* **Exercise inputs**
===============

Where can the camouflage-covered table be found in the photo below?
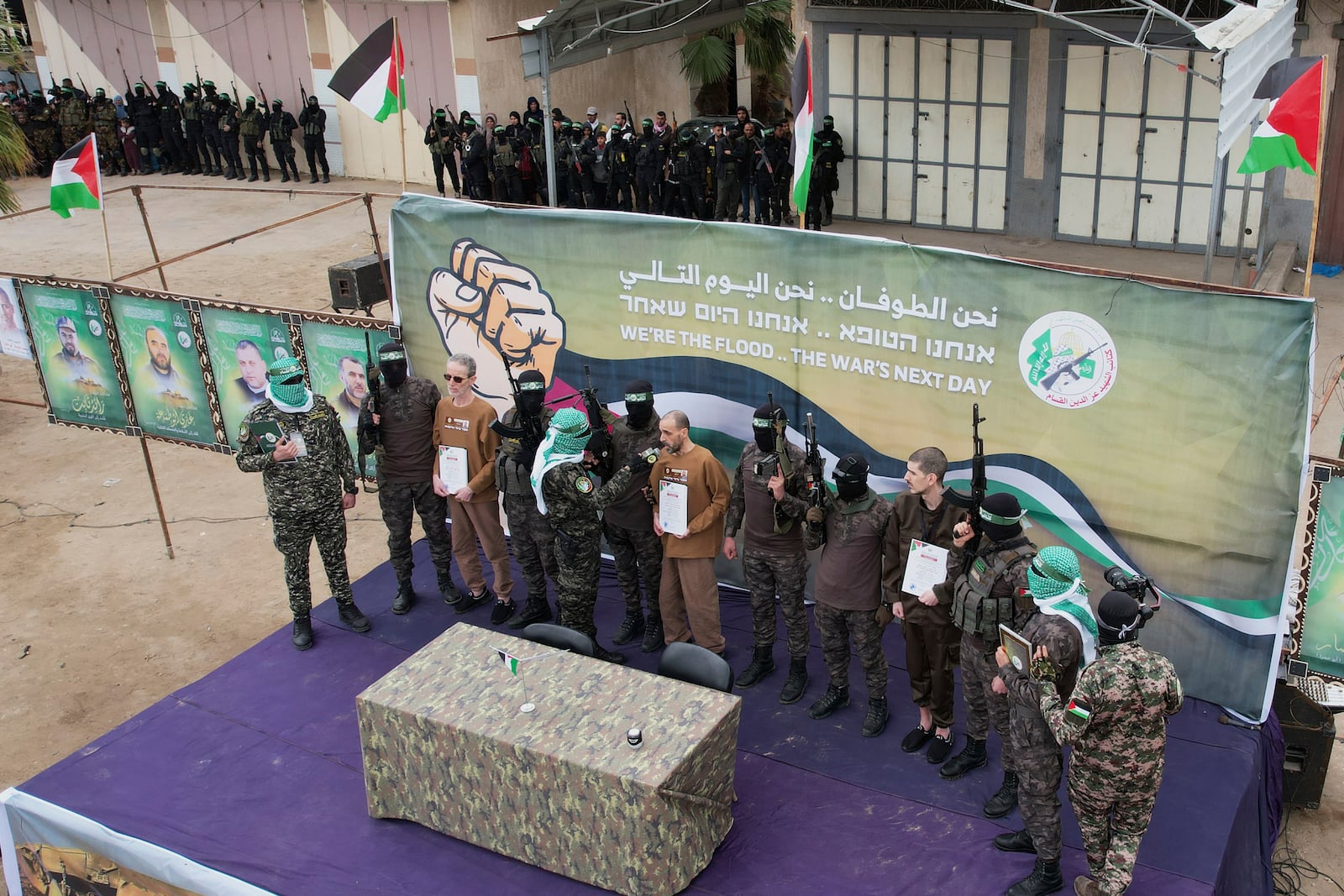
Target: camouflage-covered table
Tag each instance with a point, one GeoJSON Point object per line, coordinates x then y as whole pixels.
{"type": "Point", "coordinates": [445, 745]}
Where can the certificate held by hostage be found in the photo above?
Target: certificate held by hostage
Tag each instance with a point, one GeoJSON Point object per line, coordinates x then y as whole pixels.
{"type": "Point", "coordinates": [927, 566]}
{"type": "Point", "coordinates": [672, 497]}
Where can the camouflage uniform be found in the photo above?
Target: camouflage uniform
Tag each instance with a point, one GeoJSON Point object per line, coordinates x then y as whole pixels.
{"type": "Point", "coordinates": [772, 569]}
{"type": "Point", "coordinates": [858, 527]}
{"type": "Point", "coordinates": [573, 504]}
{"type": "Point", "coordinates": [531, 535]}
{"type": "Point", "coordinates": [1117, 761]}
{"type": "Point", "coordinates": [1037, 757]}
{"type": "Point", "coordinates": [403, 493]}
{"type": "Point", "coordinates": [985, 597]}
{"type": "Point", "coordinates": [304, 499]}
{"type": "Point", "coordinates": [638, 551]}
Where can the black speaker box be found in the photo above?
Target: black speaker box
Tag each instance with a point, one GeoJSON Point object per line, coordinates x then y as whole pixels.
{"type": "Point", "coordinates": [1308, 739]}
{"type": "Point", "coordinates": [356, 284]}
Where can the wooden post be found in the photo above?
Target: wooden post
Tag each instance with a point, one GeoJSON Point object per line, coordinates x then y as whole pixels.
{"type": "Point", "coordinates": [154, 486]}
{"type": "Point", "coordinates": [144, 217]}
{"type": "Point", "coordinates": [1316, 203]}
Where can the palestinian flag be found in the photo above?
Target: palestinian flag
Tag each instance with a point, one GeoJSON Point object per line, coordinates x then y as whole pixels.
{"type": "Point", "coordinates": [803, 123]}
{"type": "Point", "coordinates": [76, 179]}
{"type": "Point", "coordinates": [1290, 132]}
{"type": "Point", "coordinates": [374, 76]}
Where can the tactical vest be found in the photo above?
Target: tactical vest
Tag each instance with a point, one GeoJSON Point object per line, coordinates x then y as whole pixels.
{"type": "Point", "coordinates": [974, 610]}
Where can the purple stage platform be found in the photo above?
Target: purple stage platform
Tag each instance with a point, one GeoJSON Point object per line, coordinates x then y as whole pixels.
{"type": "Point", "coordinates": [255, 772]}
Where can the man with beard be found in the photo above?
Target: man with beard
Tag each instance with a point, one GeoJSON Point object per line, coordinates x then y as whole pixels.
{"type": "Point", "coordinates": [629, 528]}
{"type": "Point", "coordinates": [402, 437]}
{"type": "Point", "coordinates": [354, 387]}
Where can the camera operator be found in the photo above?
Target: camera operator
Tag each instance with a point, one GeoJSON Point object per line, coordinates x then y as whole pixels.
{"type": "Point", "coordinates": [1116, 719]}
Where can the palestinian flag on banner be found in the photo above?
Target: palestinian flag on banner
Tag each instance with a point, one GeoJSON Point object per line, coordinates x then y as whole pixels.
{"type": "Point", "coordinates": [803, 123]}
{"type": "Point", "coordinates": [76, 179]}
{"type": "Point", "coordinates": [374, 76]}
{"type": "Point", "coordinates": [510, 661]}
{"type": "Point", "coordinates": [1292, 129]}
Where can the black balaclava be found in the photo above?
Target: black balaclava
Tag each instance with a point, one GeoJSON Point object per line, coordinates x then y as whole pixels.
{"type": "Point", "coordinates": [531, 391]}
{"type": "Point", "coordinates": [1119, 618]}
{"type": "Point", "coordinates": [851, 476]}
{"type": "Point", "coordinates": [763, 425]}
{"type": "Point", "coordinates": [391, 363]}
{"type": "Point", "coordinates": [1000, 516]}
{"type": "Point", "coordinates": [638, 403]}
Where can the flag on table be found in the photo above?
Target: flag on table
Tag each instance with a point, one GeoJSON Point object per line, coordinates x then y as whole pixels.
{"type": "Point", "coordinates": [1290, 132]}
{"type": "Point", "coordinates": [510, 660]}
{"type": "Point", "coordinates": [803, 123]}
{"type": "Point", "coordinates": [374, 76]}
{"type": "Point", "coordinates": [76, 179]}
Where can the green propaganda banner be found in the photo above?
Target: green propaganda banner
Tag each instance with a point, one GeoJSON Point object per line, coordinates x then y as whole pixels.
{"type": "Point", "coordinates": [1155, 429]}
{"type": "Point", "coordinates": [74, 356]}
{"type": "Point", "coordinates": [163, 369]}
{"type": "Point", "coordinates": [338, 356]}
{"type": "Point", "coordinates": [242, 345]}
{"type": "Point", "coordinates": [1321, 641]}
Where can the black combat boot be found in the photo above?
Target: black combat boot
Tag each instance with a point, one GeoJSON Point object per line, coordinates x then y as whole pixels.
{"type": "Point", "coordinates": [472, 600]}
{"type": "Point", "coordinates": [535, 610]}
{"type": "Point", "coordinates": [761, 665]}
{"type": "Point", "coordinates": [831, 700]}
{"type": "Point", "coordinates": [445, 586]}
{"type": "Point", "coordinates": [631, 627]}
{"type": "Point", "coordinates": [1003, 802]}
{"type": "Point", "coordinates": [1016, 841]}
{"type": "Point", "coordinates": [608, 656]}
{"type": "Point", "coordinates": [1045, 879]}
{"type": "Point", "coordinates": [652, 633]}
{"type": "Point", "coordinates": [405, 598]}
{"type": "Point", "coordinates": [875, 721]}
{"type": "Point", "coordinates": [797, 680]}
{"type": "Point", "coordinates": [351, 616]}
{"type": "Point", "coordinates": [972, 757]}
{"type": "Point", "coordinates": [302, 636]}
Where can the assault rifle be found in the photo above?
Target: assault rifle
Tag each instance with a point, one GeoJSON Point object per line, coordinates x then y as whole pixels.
{"type": "Point", "coordinates": [979, 481]}
{"type": "Point", "coordinates": [528, 429]}
{"type": "Point", "coordinates": [375, 406]}
{"type": "Point", "coordinates": [816, 466]}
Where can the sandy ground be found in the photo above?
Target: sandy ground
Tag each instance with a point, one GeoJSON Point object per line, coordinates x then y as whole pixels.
{"type": "Point", "coordinates": [97, 624]}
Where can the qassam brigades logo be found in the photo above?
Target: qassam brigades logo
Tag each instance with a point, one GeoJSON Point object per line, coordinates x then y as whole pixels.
{"type": "Point", "coordinates": [1068, 360]}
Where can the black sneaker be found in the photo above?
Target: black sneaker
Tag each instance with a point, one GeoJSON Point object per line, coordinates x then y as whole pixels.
{"type": "Point", "coordinates": [916, 739]}
{"type": "Point", "coordinates": [472, 600]}
{"type": "Point", "coordinates": [940, 750]}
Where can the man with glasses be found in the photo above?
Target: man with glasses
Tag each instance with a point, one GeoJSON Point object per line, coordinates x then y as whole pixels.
{"type": "Point", "coordinates": [464, 473]}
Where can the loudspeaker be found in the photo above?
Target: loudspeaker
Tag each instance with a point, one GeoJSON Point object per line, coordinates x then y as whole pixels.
{"type": "Point", "coordinates": [1308, 739]}
{"type": "Point", "coordinates": [356, 284]}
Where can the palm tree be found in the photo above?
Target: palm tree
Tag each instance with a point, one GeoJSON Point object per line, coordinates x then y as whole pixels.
{"type": "Point", "coordinates": [768, 49]}
{"type": "Point", "coordinates": [13, 148]}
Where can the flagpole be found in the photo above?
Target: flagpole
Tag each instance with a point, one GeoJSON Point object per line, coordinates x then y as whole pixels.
{"type": "Point", "coordinates": [400, 63]}
{"type": "Point", "coordinates": [102, 206]}
{"type": "Point", "coordinates": [1316, 202]}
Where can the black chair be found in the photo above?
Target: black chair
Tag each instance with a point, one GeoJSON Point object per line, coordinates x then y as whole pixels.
{"type": "Point", "coordinates": [559, 637]}
{"type": "Point", "coordinates": [692, 663]}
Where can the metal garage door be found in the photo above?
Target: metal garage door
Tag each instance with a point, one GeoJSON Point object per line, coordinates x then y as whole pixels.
{"type": "Point", "coordinates": [925, 125]}
{"type": "Point", "coordinates": [1139, 148]}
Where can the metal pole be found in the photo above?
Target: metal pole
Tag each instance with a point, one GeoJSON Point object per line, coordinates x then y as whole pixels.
{"type": "Point", "coordinates": [154, 486]}
{"type": "Point", "coordinates": [144, 217]}
{"type": "Point", "coordinates": [549, 130]}
{"type": "Point", "coordinates": [378, 250]}
{"type": "Point", "coordinates": [1215, 214]}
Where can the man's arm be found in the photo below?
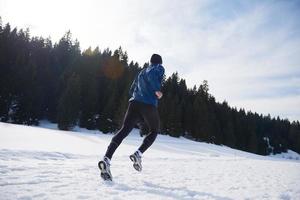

===============

* **Exercise**
Show every line of the material above that contains the word "palm". Case counts.

* **Task solution**
Where can the palm tree be found in the photo above?
Target: palm tree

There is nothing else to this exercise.